=== SOURCE MATERIAL ===

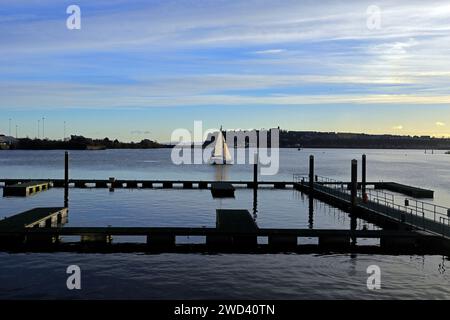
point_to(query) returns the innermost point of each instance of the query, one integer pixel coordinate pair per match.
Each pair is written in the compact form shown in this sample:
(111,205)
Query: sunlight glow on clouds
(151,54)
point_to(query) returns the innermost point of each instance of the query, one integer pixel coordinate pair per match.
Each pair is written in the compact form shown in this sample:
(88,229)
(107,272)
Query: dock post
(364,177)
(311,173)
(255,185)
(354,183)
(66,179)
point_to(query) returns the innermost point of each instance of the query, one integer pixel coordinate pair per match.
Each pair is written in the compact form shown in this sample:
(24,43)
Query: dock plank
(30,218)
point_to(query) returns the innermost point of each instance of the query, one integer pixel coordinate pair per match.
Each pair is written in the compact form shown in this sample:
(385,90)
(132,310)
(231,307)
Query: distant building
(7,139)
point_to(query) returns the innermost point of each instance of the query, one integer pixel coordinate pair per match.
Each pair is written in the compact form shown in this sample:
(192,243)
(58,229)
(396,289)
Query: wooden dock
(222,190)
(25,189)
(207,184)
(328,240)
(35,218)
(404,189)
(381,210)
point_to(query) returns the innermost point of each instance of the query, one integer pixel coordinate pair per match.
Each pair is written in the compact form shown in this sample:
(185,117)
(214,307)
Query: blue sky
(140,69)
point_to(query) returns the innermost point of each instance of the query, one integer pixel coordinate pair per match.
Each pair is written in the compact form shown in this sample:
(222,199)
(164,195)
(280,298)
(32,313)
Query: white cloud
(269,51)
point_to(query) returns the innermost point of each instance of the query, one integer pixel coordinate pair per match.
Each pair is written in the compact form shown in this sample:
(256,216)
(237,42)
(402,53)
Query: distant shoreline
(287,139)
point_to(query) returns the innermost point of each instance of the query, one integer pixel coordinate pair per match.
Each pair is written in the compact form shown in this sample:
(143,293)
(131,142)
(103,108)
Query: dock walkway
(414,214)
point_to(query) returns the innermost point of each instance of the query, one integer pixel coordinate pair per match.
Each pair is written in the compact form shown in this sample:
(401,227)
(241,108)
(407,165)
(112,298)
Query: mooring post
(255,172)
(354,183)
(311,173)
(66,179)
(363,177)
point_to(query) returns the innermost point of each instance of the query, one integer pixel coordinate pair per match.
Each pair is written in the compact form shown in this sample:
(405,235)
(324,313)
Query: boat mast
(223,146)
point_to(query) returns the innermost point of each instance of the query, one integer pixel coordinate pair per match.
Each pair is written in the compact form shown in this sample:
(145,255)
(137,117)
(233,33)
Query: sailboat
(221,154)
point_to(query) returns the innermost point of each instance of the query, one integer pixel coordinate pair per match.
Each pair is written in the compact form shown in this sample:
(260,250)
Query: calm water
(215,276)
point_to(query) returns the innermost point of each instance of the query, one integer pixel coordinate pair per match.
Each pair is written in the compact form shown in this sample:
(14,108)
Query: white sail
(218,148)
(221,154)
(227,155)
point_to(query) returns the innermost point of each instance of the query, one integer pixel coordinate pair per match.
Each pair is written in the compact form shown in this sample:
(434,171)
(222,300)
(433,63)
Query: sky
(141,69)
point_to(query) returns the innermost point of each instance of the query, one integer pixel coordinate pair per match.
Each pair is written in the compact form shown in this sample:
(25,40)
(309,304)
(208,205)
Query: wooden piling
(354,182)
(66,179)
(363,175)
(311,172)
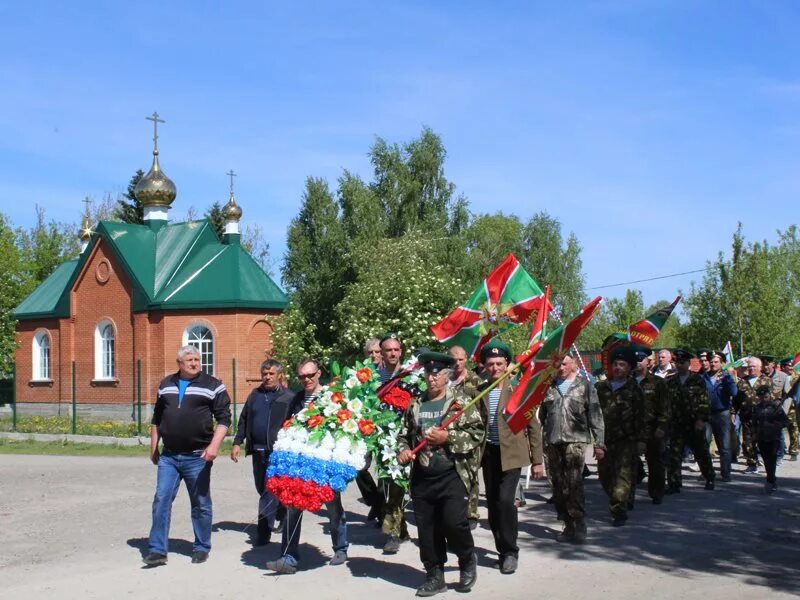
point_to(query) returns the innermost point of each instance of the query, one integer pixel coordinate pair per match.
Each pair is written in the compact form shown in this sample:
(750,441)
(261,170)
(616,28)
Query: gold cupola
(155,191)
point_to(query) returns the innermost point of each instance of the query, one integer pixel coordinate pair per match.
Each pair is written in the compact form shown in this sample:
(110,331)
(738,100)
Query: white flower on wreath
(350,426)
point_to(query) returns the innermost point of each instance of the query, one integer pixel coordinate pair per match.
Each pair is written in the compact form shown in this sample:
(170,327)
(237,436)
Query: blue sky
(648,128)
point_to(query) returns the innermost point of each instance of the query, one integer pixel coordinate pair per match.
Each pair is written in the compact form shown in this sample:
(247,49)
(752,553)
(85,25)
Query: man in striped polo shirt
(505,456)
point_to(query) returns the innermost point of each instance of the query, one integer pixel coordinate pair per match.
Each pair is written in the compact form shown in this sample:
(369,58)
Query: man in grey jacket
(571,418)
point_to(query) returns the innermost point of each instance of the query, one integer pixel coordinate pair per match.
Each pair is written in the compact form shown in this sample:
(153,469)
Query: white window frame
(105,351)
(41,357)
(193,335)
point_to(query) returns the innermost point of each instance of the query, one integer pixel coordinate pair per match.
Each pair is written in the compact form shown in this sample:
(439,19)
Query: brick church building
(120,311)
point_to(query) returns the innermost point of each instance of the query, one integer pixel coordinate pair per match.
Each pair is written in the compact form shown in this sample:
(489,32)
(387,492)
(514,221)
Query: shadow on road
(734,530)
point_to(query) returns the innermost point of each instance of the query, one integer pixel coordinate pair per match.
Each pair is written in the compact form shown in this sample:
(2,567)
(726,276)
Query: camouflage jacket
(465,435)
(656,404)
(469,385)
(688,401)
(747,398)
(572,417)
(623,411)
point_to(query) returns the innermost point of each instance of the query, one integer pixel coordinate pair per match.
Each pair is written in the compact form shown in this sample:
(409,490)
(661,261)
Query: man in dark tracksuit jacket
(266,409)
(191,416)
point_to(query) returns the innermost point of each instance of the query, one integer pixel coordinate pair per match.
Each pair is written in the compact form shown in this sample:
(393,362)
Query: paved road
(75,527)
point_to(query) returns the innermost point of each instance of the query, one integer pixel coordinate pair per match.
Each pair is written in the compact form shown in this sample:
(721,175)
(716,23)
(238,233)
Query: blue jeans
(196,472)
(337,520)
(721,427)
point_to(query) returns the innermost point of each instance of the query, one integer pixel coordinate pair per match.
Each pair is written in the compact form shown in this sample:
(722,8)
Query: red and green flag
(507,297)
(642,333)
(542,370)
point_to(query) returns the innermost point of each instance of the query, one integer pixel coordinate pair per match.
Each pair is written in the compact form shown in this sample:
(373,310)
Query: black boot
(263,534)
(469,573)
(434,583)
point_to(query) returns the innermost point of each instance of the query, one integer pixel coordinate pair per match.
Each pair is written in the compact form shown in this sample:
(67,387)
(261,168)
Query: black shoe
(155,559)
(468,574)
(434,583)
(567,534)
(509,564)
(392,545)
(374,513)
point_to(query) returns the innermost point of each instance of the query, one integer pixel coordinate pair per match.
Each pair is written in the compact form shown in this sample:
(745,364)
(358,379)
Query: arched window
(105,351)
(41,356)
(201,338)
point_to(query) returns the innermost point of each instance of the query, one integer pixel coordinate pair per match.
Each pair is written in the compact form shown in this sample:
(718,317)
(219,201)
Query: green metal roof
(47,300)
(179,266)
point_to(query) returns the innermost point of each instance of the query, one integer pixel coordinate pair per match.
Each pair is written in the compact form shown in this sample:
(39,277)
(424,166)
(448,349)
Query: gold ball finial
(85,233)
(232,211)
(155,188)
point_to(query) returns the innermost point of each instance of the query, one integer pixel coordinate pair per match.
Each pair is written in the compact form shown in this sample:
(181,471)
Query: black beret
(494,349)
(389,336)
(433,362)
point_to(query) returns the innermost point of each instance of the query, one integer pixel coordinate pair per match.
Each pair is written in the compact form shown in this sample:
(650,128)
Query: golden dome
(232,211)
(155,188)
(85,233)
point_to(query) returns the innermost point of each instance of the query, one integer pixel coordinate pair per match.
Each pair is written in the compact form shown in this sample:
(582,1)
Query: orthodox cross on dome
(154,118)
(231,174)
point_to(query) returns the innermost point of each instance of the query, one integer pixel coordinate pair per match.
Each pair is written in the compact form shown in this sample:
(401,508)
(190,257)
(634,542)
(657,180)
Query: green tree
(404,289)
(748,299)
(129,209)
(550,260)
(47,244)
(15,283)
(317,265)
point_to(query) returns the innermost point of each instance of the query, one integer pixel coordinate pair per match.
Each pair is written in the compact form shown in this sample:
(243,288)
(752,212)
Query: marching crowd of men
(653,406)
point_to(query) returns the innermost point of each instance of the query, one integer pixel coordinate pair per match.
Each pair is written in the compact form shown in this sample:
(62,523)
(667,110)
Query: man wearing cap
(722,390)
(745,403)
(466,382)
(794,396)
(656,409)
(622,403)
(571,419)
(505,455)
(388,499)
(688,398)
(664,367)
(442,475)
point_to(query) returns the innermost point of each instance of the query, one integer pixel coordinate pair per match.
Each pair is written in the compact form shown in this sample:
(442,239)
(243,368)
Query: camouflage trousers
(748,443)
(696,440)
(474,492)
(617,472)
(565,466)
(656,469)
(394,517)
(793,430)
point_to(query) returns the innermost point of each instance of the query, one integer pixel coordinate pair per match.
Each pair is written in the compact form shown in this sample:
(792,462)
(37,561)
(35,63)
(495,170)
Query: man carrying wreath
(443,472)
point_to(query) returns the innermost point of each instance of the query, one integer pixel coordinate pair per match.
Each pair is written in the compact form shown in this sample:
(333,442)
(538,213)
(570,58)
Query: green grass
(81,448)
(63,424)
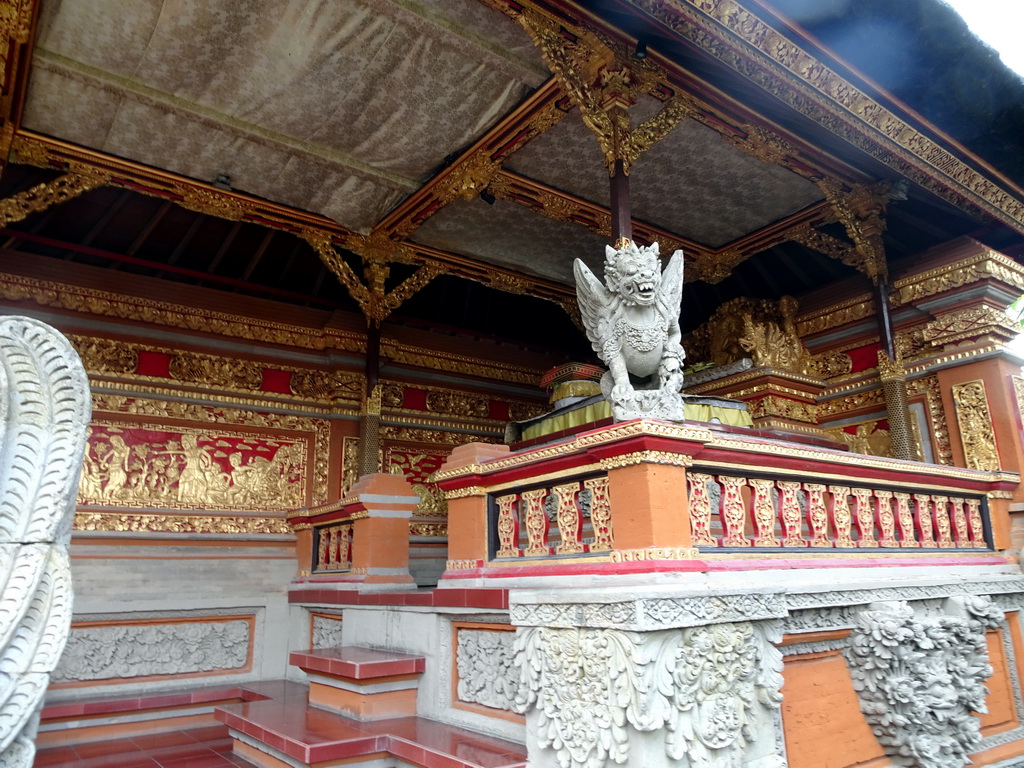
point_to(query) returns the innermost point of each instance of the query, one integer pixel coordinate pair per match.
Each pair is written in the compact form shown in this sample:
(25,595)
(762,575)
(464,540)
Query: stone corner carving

===

# TASK GOAL
For this exercise, reproduce the data above exactly from the line containing "Query: green grass" through its final line, both ends included, with no pictures in the copy.

# FINAL ANSWER
Query: green grass
(81,448)
(63,424)
point_to(query) returns the innermost point of each instance of the query, one integer pixel coordinate pair per match.
Each pair is written in the compact form shown in this sample:
(25,595)
(762,575)
(464,540)
Query: stone corner carving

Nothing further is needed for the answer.